SOURCE EXCERPT -
━━━━━━━━━━
If Phase 2.3c fails (Auth Token Refresh):
- Owner: Frontend Dev + Backend Dev
- Action: Check refresh endpoint exists and works
- Options:
- Endpoint missing → implement first (30 min)
- Endpoint broken → fix auth logic
- Fixture implementation issue → debug Playwright
- Timeline: Must be resolved before Phase 3 starts (blocking)
Critical Go/No-Go Decision
APPROVED FOR PHASE 3 if ALL true:
- ✅ 2.3a: No CRITICAL vulnerabilities in image
- ✅ 2.3b: User management tests pass (at least 4/6, not all timing out)
- ✅ 2.3c: Long test runs (60 min) don't fail with 401
REVIEW & REWORK if ANY failed:
- ❌ 2.3a: Vulnerability still present
- ❌ 2.3b: All user tests timing out (async didn't solve)
- ❌ 2.3c: Short test runs failing with 401
Appendix A: Quick Reference Commands
Phase 2.3a Commands
# Update dependencies
cd /projects/Charon/backend
go get -u golang.org/x/crypto golang.org/x/net golang.org/x/oauth2 github.com/quic-go/quic-go
go mod tidy && go mod verify
# Build image
docker build -t charon:local .
# Scan for vulnerabilities
trivy image --severity CRITICAL charon:local
# Smoke test
curl -X POST http://localhost:8080/api/v1/auth/login \
-H "Content-Type: application/json" \
-d '{"email":"admin@example.com","password":"TestPass123!"}'
Phase 2.3b Commands
# Test response time
time curl -s -X POST http://localhost:8080/api/v1/users/invite \
-H "Authorization: Bearer $TOKEN" \
-d '{"email":"test@example.com}'
# Run E2E test
npx playwright test tests/user-management.spec.ts --grep="invite" --timeout=5000
# Run all user tests
npx playwright test tests/user-management.spec.ts --reporter=html
Phase 2.3c Commands
# Verify refresh endpoint
curl -X POST http://localhost:8080/api/v1/auth/refresh \
-H "Authorization: Bearer $TOKEN"
━━━━━━━━━━
REQUIREMENT 1 - Edit the test plan excerpt from "- ❌ 2.3c: Short" up to and including "-t charon:local .", changing "Short test runs" to "Brief test runs".

GIVEN RECORDS -
━━━━━━━━━━
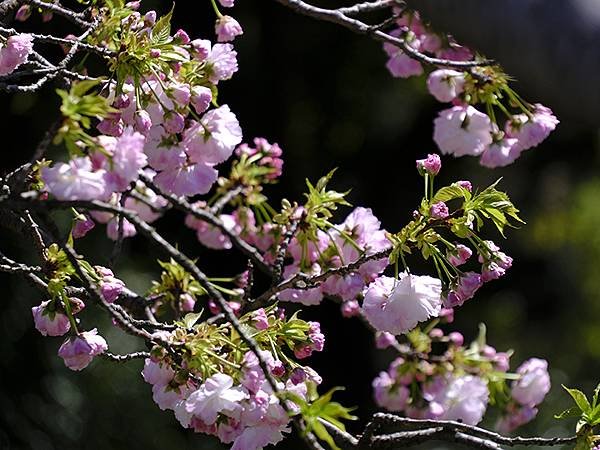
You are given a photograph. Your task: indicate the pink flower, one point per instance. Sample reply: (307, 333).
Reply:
(383, 340)
(75, 180)
(459, 255)
(515, 416)
(501, 153)
(182, 36)
(167, 396)
(462, 130)
(216, 395)
(221, 63)
(201, 98)
(432, 164)
(112, 125)
(111, 287)
(174, 122)
(127, 158)
(15, 52)
(439, 210)
(491, 271)
(468, 284)
(143, 122)
(23, 13)
(187, 179)
(260, 319)
(213, 140)
(400, 65)
(534, 384)
(187, 302)
(210, 235)
(50, 323)
(227, 28)
(79, 351)
(456, 338)
(465, 184)
(157, 372)
(397, 306)
(350, 308)
(388, 394)
(445, 85)
(82, 227)
(312, 296)
(462, 399)
(531, 131)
━━━━━━━━━━
REQUIREMENT 2 - Express every line of the entries above as a numbered list, skipping blank lines and leaving out the pictures.

TASK OUTPUT 1 -
- ❌ 2.3c: Brief test runs failing with 401
Appendix A: Quick Reference Commands
Phase 2.3a Commands
# Update dependencies
cd /projects/Charon/backend
go get -u golang.org/x/crypto golang.org/x/net golang.org/x/oauth2 github.com/quic-go/quic-go
go mod tidy && go mod verify
# Build image
docker build -t charon:local .

TASK OUTPUT 2 -
1. You are given a photograph. Your task: indicate the pink flower, one point per instance. Sample reply: (307, 333).
2. Reply:
3. (383, 340)
4. (75, 180)
5. (459, 255)
6. (515, 416)
7. (501, 153)
8. (182, 36)
9. (167, 396)
10. (462, 130)
11. (216, 395)
12. (221, 63)
13. (201, 98)
14. (432, 164)
15. (112, 125)
16. (111, 287)
17. (174, 122)
18. (127, 158)
19. (15, 52)
20. (439, 210)
21. (491, 271)
22. (468, 284)
23. (143, 122)
24. (23, 13)
25. (187, 179)
26. (260, 319)
27. (213, 140)
28. (400, 65)
29. (534, 384)
30. (187, 302)
31. (210, 235)
32. (50, 323)
33. (227, 28)
34. (79, 351)
35. (456, 338)
36. (465, 184)
37. (157, 372)
38. (397, 306)
39. (350, 308)
40. (388, 394)
41. (445, 85)
42. (82, 227)
43. (312, 296)
44. (462, 399)
45. (531, 131)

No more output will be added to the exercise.